Dataset rows -
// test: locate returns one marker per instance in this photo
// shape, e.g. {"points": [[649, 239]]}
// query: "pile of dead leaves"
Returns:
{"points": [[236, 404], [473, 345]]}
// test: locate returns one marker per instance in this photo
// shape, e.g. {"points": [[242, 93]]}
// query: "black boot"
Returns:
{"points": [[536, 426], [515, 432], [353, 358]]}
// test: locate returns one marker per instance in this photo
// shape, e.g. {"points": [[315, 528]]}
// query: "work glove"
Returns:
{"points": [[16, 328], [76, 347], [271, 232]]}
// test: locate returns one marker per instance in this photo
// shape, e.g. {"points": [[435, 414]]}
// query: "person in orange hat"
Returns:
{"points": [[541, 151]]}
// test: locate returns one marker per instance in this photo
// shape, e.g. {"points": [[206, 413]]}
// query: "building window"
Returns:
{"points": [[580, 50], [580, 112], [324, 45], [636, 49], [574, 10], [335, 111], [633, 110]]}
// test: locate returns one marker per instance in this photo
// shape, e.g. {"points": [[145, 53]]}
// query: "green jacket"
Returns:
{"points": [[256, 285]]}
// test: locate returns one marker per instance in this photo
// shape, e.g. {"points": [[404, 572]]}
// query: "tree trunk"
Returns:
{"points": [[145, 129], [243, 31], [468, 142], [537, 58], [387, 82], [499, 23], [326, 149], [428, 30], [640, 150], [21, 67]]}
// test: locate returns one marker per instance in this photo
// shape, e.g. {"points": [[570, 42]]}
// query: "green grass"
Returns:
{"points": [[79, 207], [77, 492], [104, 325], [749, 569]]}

Written task - Type out the entries again, word for word.

Output for this exercise -
// test: locate returns one marker per instance in this photo
// shape, e.g. {"points": [[649, 239]]}
// query: "pile of dead leaves"
Returns:
{"points": [[236, 404], [473, 345]]}
// test: locate returns one marker per instance in this photo
// shape, e.g. {"points": [[242, 93]]}
// query: "black boot"
Returns:
{"points": [[536, 426], [515, 432], [353, 358]]}
// test: locate returns one marker per instance in this photo
// shape, e.g. {"points": [[315, 528]]}
// query: "work glove"
Returns:
{"points": [[16, 328], [76, 347], [271, 232]]}
// test: locate returns one marker per instance in this photo
// shape, e.g. {"points": [[435, 414]]}
// query: "person in orange hat"
Returns:
{"points": [[541, 151]]}
// test: locate returns one marker per instance in this photo
// shape, e.g. {"points": [[206, 413]]}
// query: "building window"
Returns:
{"points": [[580, 50], [580, 112], [324, 45], [636, 49], [574, 10], [335, 111], [633, 110]]}
// test: locate returns one marker per instance in this photo
// shape, e.g. {"points": [[145, 53]]}
// query: "green jacket"
Returns:
{"points": [[256, 285]]}
// test: locate returns one marker per instance in this photo
// shape, e.g. {"points": [[404, 572]]}
// query: "tree trunk"
Returns:
{"points": [[145, 129], [243, 31], [468, 142], [537, 58], [387, 82], [499, 23], [326, 149], [428, 30], [640, 150], [21, 67]]}
// test: locate returns one marker per instance in this photo
// shape, e.g. {"points": [[570, 42]]}
// query: "green grass"
Returns:
{"points": [[79, 207], [77, 492], [104, 325], [749, 569]]}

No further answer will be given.